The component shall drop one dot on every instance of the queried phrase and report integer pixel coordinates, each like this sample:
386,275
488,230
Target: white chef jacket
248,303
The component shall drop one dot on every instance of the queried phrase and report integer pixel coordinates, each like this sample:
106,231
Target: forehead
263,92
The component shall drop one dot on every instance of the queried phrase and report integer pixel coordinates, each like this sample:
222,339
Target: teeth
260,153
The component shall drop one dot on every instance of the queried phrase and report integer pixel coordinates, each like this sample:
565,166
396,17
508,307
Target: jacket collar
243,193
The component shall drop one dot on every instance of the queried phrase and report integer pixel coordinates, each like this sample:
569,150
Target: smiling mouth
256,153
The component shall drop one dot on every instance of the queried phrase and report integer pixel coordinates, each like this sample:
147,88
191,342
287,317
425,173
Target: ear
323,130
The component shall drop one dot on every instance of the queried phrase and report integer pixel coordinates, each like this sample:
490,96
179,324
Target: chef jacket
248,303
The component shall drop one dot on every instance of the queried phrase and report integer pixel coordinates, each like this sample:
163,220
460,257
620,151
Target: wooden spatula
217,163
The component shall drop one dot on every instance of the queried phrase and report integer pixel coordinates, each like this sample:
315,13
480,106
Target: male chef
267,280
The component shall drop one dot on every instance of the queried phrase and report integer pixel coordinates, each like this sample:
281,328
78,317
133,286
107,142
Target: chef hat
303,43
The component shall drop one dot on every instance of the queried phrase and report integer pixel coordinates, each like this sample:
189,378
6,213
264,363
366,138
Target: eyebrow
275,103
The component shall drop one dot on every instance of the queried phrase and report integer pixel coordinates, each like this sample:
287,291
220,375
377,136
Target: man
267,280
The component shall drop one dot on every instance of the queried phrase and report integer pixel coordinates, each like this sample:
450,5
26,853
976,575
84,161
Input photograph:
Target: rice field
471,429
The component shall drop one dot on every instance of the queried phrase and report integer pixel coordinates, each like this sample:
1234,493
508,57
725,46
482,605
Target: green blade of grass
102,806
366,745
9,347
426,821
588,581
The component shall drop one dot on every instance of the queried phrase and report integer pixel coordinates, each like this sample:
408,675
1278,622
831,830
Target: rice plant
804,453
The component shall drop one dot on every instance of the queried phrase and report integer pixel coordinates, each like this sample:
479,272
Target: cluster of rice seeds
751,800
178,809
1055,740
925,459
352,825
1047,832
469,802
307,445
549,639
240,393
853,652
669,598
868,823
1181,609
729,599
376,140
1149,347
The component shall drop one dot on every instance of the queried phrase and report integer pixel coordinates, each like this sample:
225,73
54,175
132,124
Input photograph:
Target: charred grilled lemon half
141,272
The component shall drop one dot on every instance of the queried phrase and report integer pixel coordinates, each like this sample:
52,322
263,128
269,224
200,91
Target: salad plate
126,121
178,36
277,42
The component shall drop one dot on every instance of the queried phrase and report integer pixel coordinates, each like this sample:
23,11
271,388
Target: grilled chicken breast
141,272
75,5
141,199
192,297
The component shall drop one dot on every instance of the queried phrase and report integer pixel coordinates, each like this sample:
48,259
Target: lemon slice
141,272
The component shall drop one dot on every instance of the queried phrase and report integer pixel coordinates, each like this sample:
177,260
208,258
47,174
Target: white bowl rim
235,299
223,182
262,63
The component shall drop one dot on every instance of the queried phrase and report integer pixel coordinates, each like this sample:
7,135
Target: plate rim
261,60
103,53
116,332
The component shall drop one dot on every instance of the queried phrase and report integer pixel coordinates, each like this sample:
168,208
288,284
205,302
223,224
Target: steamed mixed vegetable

^^^^

__The request__
Please reproduce every line of the material word for word.

__Result for this task__
The component shall drop one dot on every instance of the queried phrase and report integer pixel coordinates, each like this sample:
386,275
488,230
Target: white chef jacket
248,303
The component shall drop one dot on every instance of the queried phrase and report integer pixel coordinates, each like this sample:
106,231
Target: forehead
263,92
The component shall drop one dot on every instance of the queried phrase and report integer pixel coordinates, each like this sample:
222,339
Target: teeth
260,153
The component shall drop one dot on every instance of the queried phrase and report integer pixel coordinates, each like this sample:
565,166
396,17
508,307
Target: jacket collar
243,193
The component shall drop one dot on every instance of the queried phrase and report integer pixel coordinates, each like this sample:
569,150
Target: smiling mouth
256,153
The component shall drop one dot on every instance of the queried phrase and report integer pixel coordinates, each like this sample:
147,88
191,342
287,317
425,173
Target: ear
323,130
The component shall drop one dot on every instance of the queried phrase and report integer pixel coordinates, each like this sample:
490,96
179,324
Target: chef jacket
248,303
The component shall drop one dot on every instance of the queried phrase and report integer pixel coordinates, each like this sample:
163,220
460,257
620,151
Target: wooden spatula
217,163
The component shall drop one dot on every instance of the queried phrase and report integer pixel coordinates, each like this sample:
315,13
480,106
Target: male chef
267,280
The component shall drop one dot on every instance of the queried phrase and report integer pixel coordinates, each like this sample:
281,328
78,317
133,286
107,142
Target: chef hat
303,43
The component shall drop one dot on every instance of the queried phrase and report integer pixel coordinates, each like this sample:
189,378
6,213
264,363
366,138
Target: eyebrow
275,103
The component shall drop one dot on every instance of the queried phrase and report integer pixel coordinates, each like this sample:
287,291
220,375
377,136
Target: man
267,280
The component shall drop one dot on every instance of the queried phrase and report integer pixel coordinates, each like this sample:
450,5
26,853
976,575
84,161
Input photograph:
Target: rice field
471,429
The component shall drop one dot on every instance of the queried phrase and report integer pixel coordinates, each like this sample:
1234,493
508,57
725,46
482,605
Target: green blade of grass
102,806
366,745
9,347
426,821
588,581
The component shall drop one dot on every instance of the queried phrase and report integer pixel coordinates, each like this sample:
408,675
1278,622
831,830
Target: rice plant
804,453
The component shall drop one dot on every instance of the queried phrase and report integer pixel coordinates, each like this sample:
479,272
Target: cluster of rice seeds
751,800
178,809
1055,740
925,459
352,825
1047,832
469,802
307,445
549,639
240,393
853,652
669,598
868,823
1181,609
729,599
376,140
1149,347
The component shall drop one dot on every instance of the queried phrase and report integer pixel coordinates, each like this sample:
225,73
54,175
132,124
Input photograph:
Target: charred grilled lemon half
141,272
The component shall drop one dot on every instance of the queried phrase and report integer pixel coordinates, each like this sample:
52,322
263,128
269,224
200,91
Target: salad plate
126,121
178,36
277,42
The component shall drop one dot on every instance of the queried phrase and report integer pixel coordinates, each like this sample:
23,11
271,388
Target: grilled chicken breast
141,272
75,5
141,199
192,297
The component shall drop one dot on every instance of the queried phrase and report integer pixel coordinates, each like this sample:
48,259
Target: lemon slice
141,272
The component shall drop one dot on every instance of the queried phrase and report integer pixel coordinates, each like this sample:
177,260
208,258
47,174
Target: white bowl rim
235,299
223,182
262,63
The component shall drop one dot on every instance of the queried phrase and report integer pixel coordinates, each like this sample:
7,135
Target: plate rim
261,60
103,53
116,332
The component shall drop one dot on every instance of the queried phrase and report integer pixel coordinates, each like this sample:
168,208
288,284
205,302
223,224
Target: steamed mixed vegetable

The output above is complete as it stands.